## Selected passage
● ● ● ● ● ● ●

Resuming execution of the virtual hart at the new physical hart is not recommended until the entire interrupt file has been fully migrated.
|
Resuming execution of the virtual hart before the interrupt file is fully migrated could allow software running in the virtual machine to see multiple MSIs arriving from a single device in an order that should not happen. While this would rarely matter in practice, it runs the risk of wedging a device driver that depends (perhaps inadvertently) on a valid ordering of events. |
6.1.2. VS-level external interrupts without a guest interrupt file
Although it is recommended that harts implementing the hypervisor extension also have IMSICs with guest interrupt files, this is not a requirement. Even assuming guest interrupt files exist, it may happen that there are more virtual harts at a physical hart than guest interrupt files, leaving some virtual harts without one. In either case, a hypervisor must emulate an external interrupt controller for a virtual hart without the benefit of a guest interrupt file allocated to the virtual hart.
When emulating an external interrupt controller for a virtual hart, if
configurable interrupt priority is not supported for the virtual hart
other than for external interrupts, then external interrupts may be
asserted to VS level simply by setting bit VSEIP in hvip, as defined by the
H extension. However, to emulate both an external interrupt
controller and priority configurability for non-external interrupts, a
hypervisor must make use of CSR hvictl (Hypervisor Virtual Interrupt Control),
described later in the next section.
6.1.3. Interrupts at VS level
6.1.3.1. Configuring priorities of major interrupts at VS level
Like for supervisor level, the Advanced Interrupt Architecture
optionally allows major VS-level interrupts to be configured by software
to intermix in priority with VS-level external interrupts. As documented
in Interrupts at supervisor level, interrupt priorities for
supervisor level are configured by the iprio array accessed indirectly through
CSRs siselect and sireg. The siselect addresses for the iprio array registers are 0x30-0x3F.
VS level has its own vsiselect and vsireg, but unlike supervisor level, there are no
registers at vsiselect addresses 0x30-0x3F. When vsiselect has a value in the range 0x30-0x3F, an attempt
from VS-mode to access sireg (really vsireg) causes a virtual instruction exception.
To give a virtual hart the illusion of an array of iprio registers accessed
through siselect and sireg, a hypervisor must emulate the VS-level iprio array when accesses
to sireg from VS-mode cause virtual instruction traps.

● ● ● ● ● ● ●

## Information shown

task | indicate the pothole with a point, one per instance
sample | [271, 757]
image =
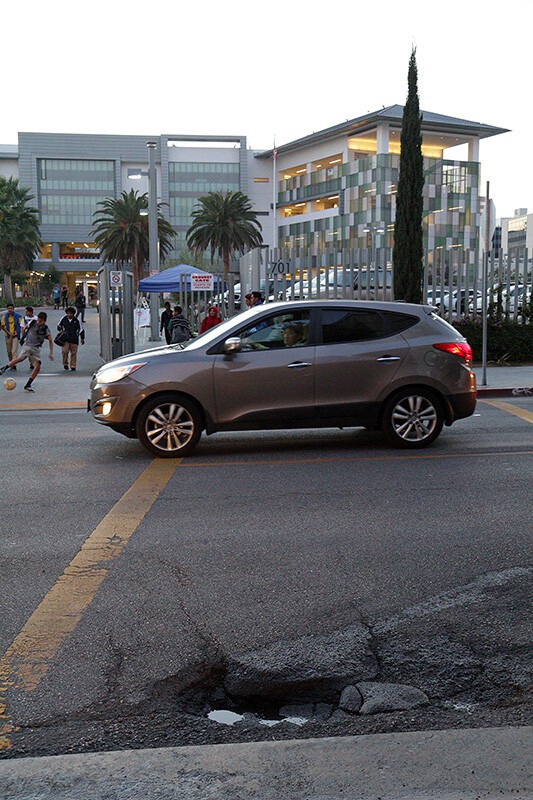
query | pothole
[225, 717]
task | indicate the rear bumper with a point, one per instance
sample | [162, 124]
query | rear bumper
[461, 406]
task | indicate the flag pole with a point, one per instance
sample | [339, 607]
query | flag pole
[274, 201]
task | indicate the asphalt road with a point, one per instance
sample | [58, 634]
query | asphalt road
[258, 539]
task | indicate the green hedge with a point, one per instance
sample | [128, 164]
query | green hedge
[507, 342]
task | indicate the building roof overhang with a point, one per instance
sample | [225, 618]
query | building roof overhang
[450, 127]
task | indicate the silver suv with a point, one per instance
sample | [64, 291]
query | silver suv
[306, 364]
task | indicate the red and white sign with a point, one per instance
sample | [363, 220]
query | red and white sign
[201, 283]
[115, 278]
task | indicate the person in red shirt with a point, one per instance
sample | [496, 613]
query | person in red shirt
[210, 320]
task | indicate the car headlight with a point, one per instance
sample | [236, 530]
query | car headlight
[114, 374]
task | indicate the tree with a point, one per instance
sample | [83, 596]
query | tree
[121, 231]
[224, 224]
[408, 241]
[20, 239]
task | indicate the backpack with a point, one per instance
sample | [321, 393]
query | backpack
[180, 330]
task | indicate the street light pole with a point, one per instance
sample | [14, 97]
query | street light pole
[153, 250]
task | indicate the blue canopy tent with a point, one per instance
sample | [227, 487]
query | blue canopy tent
[175, 279]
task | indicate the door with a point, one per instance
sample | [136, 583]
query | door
[270, 381]
[358, 357]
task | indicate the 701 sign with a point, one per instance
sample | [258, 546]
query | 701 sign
[279, 267]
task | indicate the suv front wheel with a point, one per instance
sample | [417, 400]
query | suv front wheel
[413, 418]
[169, 426]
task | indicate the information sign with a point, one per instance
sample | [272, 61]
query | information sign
[201, 283]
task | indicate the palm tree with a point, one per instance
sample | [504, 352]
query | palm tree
[224, 224]
[20, 239]
[121, 231]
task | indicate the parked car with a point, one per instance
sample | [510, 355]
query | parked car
[511, 297]
[237, 291]
[397, 367]
[459, 303]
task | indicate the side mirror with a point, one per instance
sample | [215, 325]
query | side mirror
[232, 345]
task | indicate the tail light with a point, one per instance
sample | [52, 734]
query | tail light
[461, 349]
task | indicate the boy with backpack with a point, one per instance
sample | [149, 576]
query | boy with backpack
[178, 327]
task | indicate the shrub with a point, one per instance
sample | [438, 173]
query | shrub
[508, 342]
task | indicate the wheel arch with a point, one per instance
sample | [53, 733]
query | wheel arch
[416, 386]
[164, 393]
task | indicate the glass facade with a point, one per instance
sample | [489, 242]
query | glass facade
[189, 180]
[70, 189]
[363, 191]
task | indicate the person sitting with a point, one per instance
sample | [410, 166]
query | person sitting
[210, 320]
[294, 333]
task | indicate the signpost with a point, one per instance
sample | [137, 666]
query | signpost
[115, 279]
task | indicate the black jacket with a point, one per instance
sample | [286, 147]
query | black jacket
[74, 329]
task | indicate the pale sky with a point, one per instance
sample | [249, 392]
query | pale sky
[282, 69]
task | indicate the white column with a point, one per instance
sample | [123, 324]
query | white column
[473, 149]
[382, 137]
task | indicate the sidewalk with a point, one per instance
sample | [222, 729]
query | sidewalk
[466, 764]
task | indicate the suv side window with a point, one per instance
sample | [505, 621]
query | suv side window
[289, 329]
[342, 325]
[397, 322]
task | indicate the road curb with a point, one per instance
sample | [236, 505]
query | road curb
[65, 405]
[516, 392]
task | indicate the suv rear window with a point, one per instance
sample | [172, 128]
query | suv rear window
[397, 322]
[340, 325]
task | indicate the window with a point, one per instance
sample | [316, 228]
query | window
[396, 323]
[277, 331]
[339, 325]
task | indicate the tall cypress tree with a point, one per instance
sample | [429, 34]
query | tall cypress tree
[408, 247]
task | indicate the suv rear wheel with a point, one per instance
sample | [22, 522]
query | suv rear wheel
[413, 418]
[169, 426]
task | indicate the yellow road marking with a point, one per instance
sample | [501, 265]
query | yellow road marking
[29, 657]
[44, 406]
[516, 410]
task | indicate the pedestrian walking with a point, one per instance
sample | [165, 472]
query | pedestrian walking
[180, 330]
[32, 341]
[12, 328]
[75, 332]
[210, 320]
[29, 316]
[81, 305]
[166, 316]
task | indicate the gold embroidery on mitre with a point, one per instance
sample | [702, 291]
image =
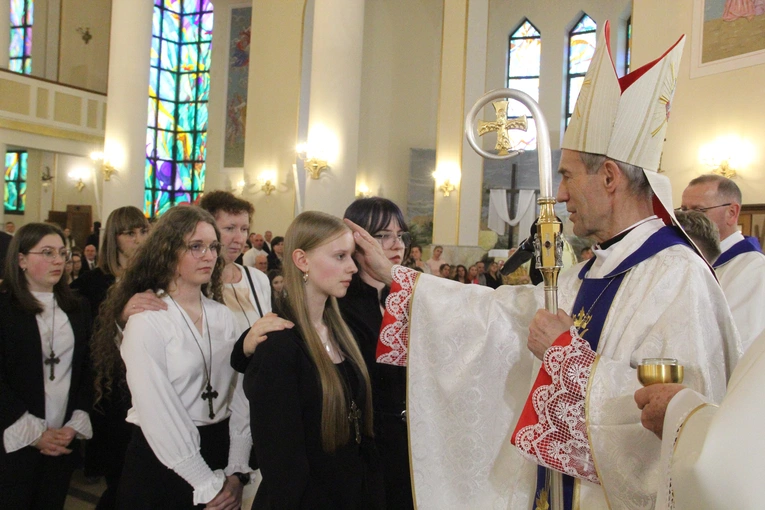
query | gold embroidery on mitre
[542, 502]
[665, 99]
[581, 320]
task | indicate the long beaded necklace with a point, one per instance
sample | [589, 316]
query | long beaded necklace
[209, 393]
[52, 360]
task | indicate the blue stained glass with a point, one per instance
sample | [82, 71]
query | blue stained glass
[199, 176]
[165, 142]
[186, 87]
[183, 177]
[23, 162]
[189, 57]
[173, 5]
[200, 147]
[205, 56]
[190, 28]
[167, 85]
[176, 151]
[166, 119]
[17, 42]
[190, 6]
[171, 24]
[202, 117]
[17, 12]
[205, 31]
[184, 144]
[154, 54]
[186, 116]
[169, 52]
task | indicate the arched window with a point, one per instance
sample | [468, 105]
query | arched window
[20, 51]
[179, 85]
[523, 62]
[581, 48]
[15, 182]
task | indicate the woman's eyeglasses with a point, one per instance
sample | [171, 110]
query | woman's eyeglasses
[198, 250]
[50, 254]
[388, 239]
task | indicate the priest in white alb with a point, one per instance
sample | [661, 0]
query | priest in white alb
[712, 457]
[487, 367]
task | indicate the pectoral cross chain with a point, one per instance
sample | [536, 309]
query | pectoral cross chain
[52, 361]
[209, 394]
[354, 417]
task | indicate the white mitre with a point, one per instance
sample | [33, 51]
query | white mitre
[626, 118]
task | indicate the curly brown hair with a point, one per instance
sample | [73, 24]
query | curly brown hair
[153, 267]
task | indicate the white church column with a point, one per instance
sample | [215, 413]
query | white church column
[471, 192]
[126, 116]
[273, 102]
[446, 209]
[333, 119]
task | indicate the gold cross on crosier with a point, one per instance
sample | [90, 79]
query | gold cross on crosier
[502, 125]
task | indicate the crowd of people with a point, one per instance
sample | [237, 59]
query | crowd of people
[206, 366]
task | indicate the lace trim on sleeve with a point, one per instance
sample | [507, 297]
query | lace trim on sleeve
[553, 430]
[393, 346]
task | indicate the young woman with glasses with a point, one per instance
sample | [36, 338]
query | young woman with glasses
[45, 384]
[191, 440]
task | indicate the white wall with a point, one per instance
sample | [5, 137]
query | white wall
[729, 103]
[399, 95]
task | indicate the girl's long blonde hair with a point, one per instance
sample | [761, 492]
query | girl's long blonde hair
[310, 230]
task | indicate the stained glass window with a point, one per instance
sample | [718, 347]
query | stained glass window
[179, 85]
[628, 47]
[581, 48]
[523, 62]
[15, 199]
[20, 52]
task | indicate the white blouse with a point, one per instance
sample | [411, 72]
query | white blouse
[240, 299]
[28, 428]
[166, 376]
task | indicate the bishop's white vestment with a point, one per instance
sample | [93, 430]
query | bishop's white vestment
[715, 457]
[470, 374]
[741, 271]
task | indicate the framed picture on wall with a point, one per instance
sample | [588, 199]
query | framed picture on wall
[751, 221]
[727, 35]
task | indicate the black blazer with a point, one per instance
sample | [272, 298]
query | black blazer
[22, 386]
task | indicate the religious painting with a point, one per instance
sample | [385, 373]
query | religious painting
[727, 35]
[236, 96]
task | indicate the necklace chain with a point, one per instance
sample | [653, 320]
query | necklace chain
[208, 393]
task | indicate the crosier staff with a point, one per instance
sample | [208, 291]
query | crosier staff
[548, 241]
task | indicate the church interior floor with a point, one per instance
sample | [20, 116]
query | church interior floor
[83, 494]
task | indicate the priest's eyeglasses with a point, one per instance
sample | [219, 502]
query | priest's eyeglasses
[700, 209]
[50, 254]
[388, 239]
[198, 250]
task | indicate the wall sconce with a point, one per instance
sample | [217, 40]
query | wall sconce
[268, 179]
[362, 191]
[107, 168]
[79, 175]
[312, 163]
[726, 154]
[447, 178]
[46, 178]
[85, 33]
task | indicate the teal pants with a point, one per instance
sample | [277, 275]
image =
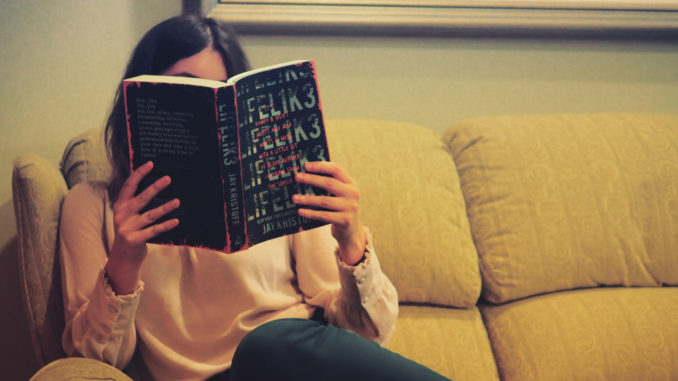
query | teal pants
[302, 349]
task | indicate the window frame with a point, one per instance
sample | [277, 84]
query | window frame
[597, 18]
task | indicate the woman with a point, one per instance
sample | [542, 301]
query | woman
[270, 312]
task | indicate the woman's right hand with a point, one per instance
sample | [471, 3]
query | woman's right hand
[133, 229]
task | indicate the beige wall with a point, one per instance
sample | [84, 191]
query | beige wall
[437, 81]
[61, 61]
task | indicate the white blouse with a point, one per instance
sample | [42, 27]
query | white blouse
[195, 305]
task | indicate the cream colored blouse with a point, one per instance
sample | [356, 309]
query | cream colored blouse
[195, 305]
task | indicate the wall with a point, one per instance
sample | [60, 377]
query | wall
[61, 62]
[437, 81]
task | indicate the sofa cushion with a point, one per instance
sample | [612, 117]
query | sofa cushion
[557, 202]
[37, 191]
[412, 202]
[451, 341]
[594, 334]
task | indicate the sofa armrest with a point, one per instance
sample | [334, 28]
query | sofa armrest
[78, 368]
[38, 190]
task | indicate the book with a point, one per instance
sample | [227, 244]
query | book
[231, 149]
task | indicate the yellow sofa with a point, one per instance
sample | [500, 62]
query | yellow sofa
[523, 247]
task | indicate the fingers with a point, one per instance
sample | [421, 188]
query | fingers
[341, 210]
[150, 216]
[340, 184]
[129, 187]
[329, 168]
[129, 206]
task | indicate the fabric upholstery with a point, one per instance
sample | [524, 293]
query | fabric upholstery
[595, 334]
[38, 190]
[557, 202]
[412, 203]
[84, 158]
[451, 341]
[76, 368]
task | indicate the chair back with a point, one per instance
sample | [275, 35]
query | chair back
[38, 189]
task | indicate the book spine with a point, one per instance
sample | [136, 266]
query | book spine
[234, 203]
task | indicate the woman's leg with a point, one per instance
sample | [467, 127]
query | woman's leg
[300, 349]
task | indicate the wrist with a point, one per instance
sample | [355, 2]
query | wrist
[353, 251]
[123, 276]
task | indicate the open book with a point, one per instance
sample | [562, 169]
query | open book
[231, 150]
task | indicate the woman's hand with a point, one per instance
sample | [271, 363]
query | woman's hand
[342, 210]
[133, 230]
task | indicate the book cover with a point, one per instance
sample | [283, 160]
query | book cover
[231, 150]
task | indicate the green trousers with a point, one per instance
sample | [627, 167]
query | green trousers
[302, 349]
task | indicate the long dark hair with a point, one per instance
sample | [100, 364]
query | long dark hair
[159, 49]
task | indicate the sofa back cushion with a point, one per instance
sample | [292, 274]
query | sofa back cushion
[567, 201]
[412, 202]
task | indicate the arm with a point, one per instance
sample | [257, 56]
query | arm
[360, 297]
[99, 324]
[101, 287]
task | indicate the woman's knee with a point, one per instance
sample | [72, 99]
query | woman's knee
[271, 346]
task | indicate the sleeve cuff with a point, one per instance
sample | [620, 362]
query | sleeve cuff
[112, 315]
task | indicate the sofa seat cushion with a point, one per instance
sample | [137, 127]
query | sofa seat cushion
[453, 342]
[558, 202]
[589, 334]
[412, 202]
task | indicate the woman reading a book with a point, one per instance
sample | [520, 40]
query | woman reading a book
[310, 306]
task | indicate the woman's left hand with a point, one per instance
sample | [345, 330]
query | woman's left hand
[340, 210]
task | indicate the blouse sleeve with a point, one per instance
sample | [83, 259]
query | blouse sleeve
[358, 298]
[99, 323]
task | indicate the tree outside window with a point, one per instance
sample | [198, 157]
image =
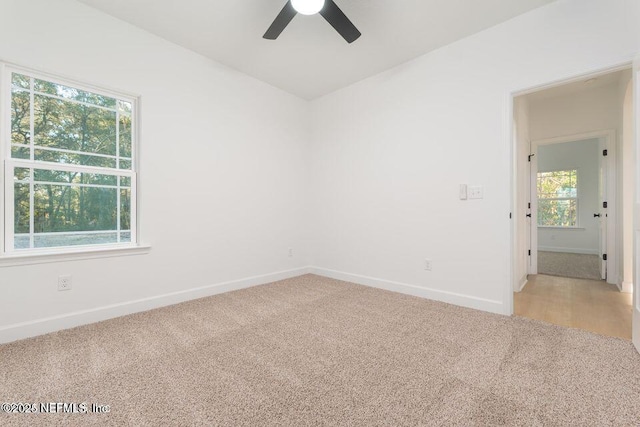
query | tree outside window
[558, 198]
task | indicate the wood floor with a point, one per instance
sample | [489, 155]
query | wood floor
[592, 305]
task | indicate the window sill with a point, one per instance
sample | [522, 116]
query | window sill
[42, 257]
[561, 228]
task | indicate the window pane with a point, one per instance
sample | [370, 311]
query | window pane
[49, 175]
[19, 152]
[73, 93]
[125, 136]
[73, 158]
[72, 126]
[557, 213]
[73, 239]
[20, 117]
[125, 164]
[21, 208]
[125, 209]
[125, 181]
[60, 208]
[21, 174]
[124, 108]
[19, 81]
[557, 184]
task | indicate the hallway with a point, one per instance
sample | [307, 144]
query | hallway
[591, 305]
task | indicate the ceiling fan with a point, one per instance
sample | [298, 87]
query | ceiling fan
[327, 8]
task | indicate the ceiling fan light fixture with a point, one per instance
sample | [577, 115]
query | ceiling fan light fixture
[307, 7]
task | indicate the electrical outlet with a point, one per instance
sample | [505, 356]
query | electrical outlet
[463, 191]
[64, 282]
[476, 192]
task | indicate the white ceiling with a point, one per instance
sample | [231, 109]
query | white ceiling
[310, 59]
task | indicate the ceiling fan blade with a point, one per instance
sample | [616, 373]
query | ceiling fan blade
[338, 20]
[280, 23]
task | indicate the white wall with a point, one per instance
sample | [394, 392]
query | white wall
[522, 182]
[223, 170]
[589, 110]
[627, 188]
[582, 112]
[583, 156]
[389, 152]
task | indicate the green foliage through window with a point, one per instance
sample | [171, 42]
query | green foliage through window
[558, 198]
[88, 198]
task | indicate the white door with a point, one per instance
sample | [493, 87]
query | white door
[601, 213]
[635, 327]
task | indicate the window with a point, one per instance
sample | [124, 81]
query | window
[558, 198]
[69, 163]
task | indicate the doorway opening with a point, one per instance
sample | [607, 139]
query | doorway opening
[572, 204]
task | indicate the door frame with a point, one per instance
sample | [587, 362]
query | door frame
[607, 141]
[513, 150]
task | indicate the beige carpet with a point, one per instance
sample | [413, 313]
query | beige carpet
[316, 351]
[580, 266]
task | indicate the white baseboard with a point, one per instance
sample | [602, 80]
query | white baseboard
[418, 291]
[521, 284]
[32, 328]
[569, 250]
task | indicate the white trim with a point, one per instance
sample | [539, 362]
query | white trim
[569, 250]
[62, 254]
[469, 301]
[41, 326]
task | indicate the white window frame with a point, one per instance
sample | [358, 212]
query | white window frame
[577, 199]
[8, 254]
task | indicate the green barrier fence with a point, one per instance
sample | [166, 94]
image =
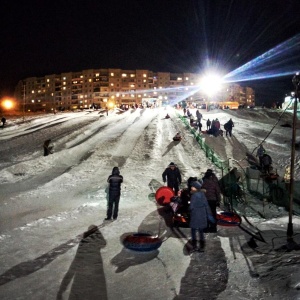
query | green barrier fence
[209, 152]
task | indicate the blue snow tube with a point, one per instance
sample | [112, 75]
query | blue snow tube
[142, 242]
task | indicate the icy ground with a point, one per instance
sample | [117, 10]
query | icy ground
[47, 203]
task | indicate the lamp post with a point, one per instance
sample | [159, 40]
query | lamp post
[23, 101]
[291, 245]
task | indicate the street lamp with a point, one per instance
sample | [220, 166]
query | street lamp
[291, 244]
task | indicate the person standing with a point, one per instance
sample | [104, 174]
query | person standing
[213, 196]
[208, 123]
[172, 176]
[47, 148]
[3, 120]
[260, 152]
[228, 127]
[200, 213]
[198, 115]
[114, 193]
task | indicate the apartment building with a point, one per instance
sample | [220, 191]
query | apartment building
[101, 88]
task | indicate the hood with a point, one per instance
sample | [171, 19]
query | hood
[115, 171]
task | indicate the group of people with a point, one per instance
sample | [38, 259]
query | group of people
[205, 198]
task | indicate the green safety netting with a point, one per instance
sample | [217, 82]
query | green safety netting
[209, 152]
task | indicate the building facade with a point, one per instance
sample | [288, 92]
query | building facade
[101, 88]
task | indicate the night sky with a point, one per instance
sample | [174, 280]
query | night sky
[39, 37]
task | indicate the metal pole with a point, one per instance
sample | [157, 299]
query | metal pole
[23, 102]
[290, 231]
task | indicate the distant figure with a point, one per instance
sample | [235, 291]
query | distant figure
[200, 213]
[260, 152]
[208, 124]
[177, 137]
[266, 163]
[228, 127]
[114, 180]
[199, 127]
[47, 148]
[172, 176]
[213, 196]
[198, 115]
[191, 119]
[3, 120]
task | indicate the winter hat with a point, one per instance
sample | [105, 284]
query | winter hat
[196, 184]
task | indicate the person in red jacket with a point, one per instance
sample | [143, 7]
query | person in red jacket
[114, 180]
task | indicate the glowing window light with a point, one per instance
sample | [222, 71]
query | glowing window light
[7, 104]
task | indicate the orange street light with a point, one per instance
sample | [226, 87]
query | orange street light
[7, 104]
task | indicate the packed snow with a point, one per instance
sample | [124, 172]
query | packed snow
[48, 203]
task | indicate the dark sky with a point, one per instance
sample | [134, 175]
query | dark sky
[39, 37]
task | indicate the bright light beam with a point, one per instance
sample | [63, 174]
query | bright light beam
[280, 61]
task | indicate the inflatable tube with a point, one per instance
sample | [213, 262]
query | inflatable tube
[227, 218]
[142, 242]
[163, 195]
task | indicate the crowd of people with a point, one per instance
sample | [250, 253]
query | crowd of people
[213, 127]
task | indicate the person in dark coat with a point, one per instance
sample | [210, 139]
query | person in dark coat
[200, 213]
[198, 115]
[266, 163]
[114, 193]
[208, 124]
[260, 152]
[47, 148]
[213, 196]
[172, 176]
[228, 127]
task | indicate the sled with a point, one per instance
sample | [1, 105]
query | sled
[142, 242]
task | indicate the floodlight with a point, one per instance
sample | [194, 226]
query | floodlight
[211, 84]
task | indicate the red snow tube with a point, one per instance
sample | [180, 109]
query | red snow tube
[142, 242]
[163, 195]
[228, 218]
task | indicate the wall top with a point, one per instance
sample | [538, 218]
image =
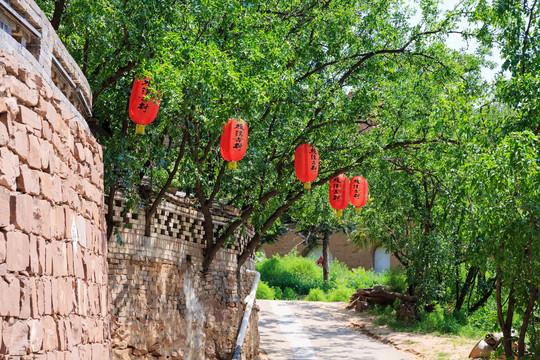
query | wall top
[26, 33]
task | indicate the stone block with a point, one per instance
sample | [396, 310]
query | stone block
[65, 292]
[75, 333]
[10, 63]
[57, 189]
[11, 295]
[5, 207]
[9, 169]
[36, 335]
[80, 154]
[60, 223]
[61, 127]
[4, 135]
[16, 337]
[22, 92]
[54, 295]
[18, 251]
[28, 181]
[50, 334]
[46, 218]
[3, 247]
[46, 131]
[46, 185]
[29, 117]
[25, 311]
[34, 267]
[46, 153]
[34, 152]
[47, 297]
[24, 215]
[19, 144]
[59, 259]
[12, 107]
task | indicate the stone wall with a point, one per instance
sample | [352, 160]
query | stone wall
[53, 268]
[339, 246]
[162, 306]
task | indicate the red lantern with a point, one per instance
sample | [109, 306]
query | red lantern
[233, 141]
[306, 164]
[359, 192]
[339, 193]
[140, 111]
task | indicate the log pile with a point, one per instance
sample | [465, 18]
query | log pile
[377, 295]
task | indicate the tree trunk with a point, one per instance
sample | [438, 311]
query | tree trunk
[110, 211]
[326, 271]
[58, 11]
[526, 320]
[506, 325]
[460, 297]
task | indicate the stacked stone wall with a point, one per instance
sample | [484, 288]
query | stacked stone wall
[147, 278]
[53, 269]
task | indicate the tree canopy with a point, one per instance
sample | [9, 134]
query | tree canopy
[452, 161]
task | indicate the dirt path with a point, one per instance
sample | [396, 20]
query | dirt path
[416, 345]
[304, 330]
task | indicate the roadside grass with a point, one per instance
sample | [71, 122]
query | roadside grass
[294, 277]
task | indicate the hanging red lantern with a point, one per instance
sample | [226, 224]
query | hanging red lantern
[233, 142]
[359, 192]
[339, 193]
[140, 111]
[306, 164]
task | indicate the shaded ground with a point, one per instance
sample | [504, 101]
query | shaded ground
[412, 346]
[418, 346]
[303, 330]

● ● ● ● ● ● ●

## Problems to work on
• A. What are all the numbered section headings in the interrupt architecture passage?
• B. Could you extend the interrupt architecture passage from its final sentence onward?

## Written responses
• A.
6.1.2. VS-level external interrupts without a guest interrupt file
6.1.3. Interrupts at VS level
6.1.3.1. Configuring priorities of major interrupts at VS level

• B.
Instead of a physical VS-level iprio array, a separate hardware mechanism is
provided for configuring the priorities of a subset of interrupts for VS
level, using hypervisor CSRs hviprio1 and hviprio2. The subset of major interrupt numbers
whose priority may be configured in hardware are these:
1 |
Supervisor software interrupt |
5 |
Supervisor timer interrupt |
13 |
Counter overflow interrupt |
14-23 |
Reserved for standard local interrupts |
For interrupts directed to VS level, software-configurable priorities are not supported in hardware for standard local interrupts in the range 32-48.
|
For custom interrupts, priority configurability may be supported in
hardware by custom CSRs, expanding upon |
Registers hviprio1 and hviprio2 have these formats:
hviprio1:
bits 7:0 |
Reserved for priority number for interrupt 0; reads as zero |
bits 15:8 |
Priority number for interrupt 1, supervisor software
interrupt |
bits 23:16 |
Reserved for priority number for interrupt 4; reads as zero |
bits 31:24 |
Priority number for interrupt 5, supervisor timer interrupt |
bits 39:32 |
Reserved for priority number for interrupt 8; reads as zero |
bits 47:40 |
Priority number for interrupt 13, counter overflow interrupt |
bits 55:48 |
Priority number for interrupt 14 |
bits 63:56 |
Priority number for interrupt 15 |
hviprio2:
bits 7:0 |
Priority number for interrupt 16 |
bits 15:8 |
Priority number for interrupt 17 |
bits 23:16 |
Priority number for interrupt 18 |
bits 31:24 |
Priority number for interrupt 19 |
bits 39:32 |
Priority number for interrupt 20 |
bits 47:40 |
Priority number for interrupt 21 |
bits 55:48 |
Priority number for interrupt 22 |
bits 63:56 |
Priority number for interrupt 23 |
Each priority number in hviprio1 and hviprio2 is a WARL unsigned integer field that is either
read-only zero or implements a minimum of IPRIOLEN bits or 6 bits,
whichever is larger, and preferably all 8 bits. Implementations may
freely choose which priority number fields are read-only zeros, but all
other fields must implement the same number of integer bits. A minimal
implementation of these CSRs has them both be read-only zeros.
A hypervisor can choose to employ registers hviprio1 and hviprio2 when emulating the
(virtual) supervisor-level iprio array accessed indirectly through siselect and sireg (really
vsiselect and vsireg) for a virtual hart. For interrupts not in the subset supported by
hviprio1 and hviprio2, the priority number bytes in the emulated iprio array can be read-only
zeros.
|
Providing hardware support for configurable priority for only a subset of major interrupts at VS level is a compromise. The utility of being able to control interrupt priorities at VS level is arguably illusory when all traps to M-mode and HS-mode—both interrupts and synchronous exceptions—have absolute priority, and when each virtual hart may also be competing for resources against other virtual harts well beyond its control. Nevertheless, priority configurability has been made possible for the most likely subset of interrupts, while minimizing the number of added CSRs that must be swapped on a virtual hart switch. Major interrupts outside the priority-configurable subset can still be directed to VS level, but their priority will simply be the default order defined in Defined major interrupts and default priorities. |
If a hypervisor really must emulate configurability of priority for
interrupts beyond the subset supported by hviprio1 and hviprio2, it can do so with extra
effort by setting bit VTI of CSR hvictl, described in the next subsection.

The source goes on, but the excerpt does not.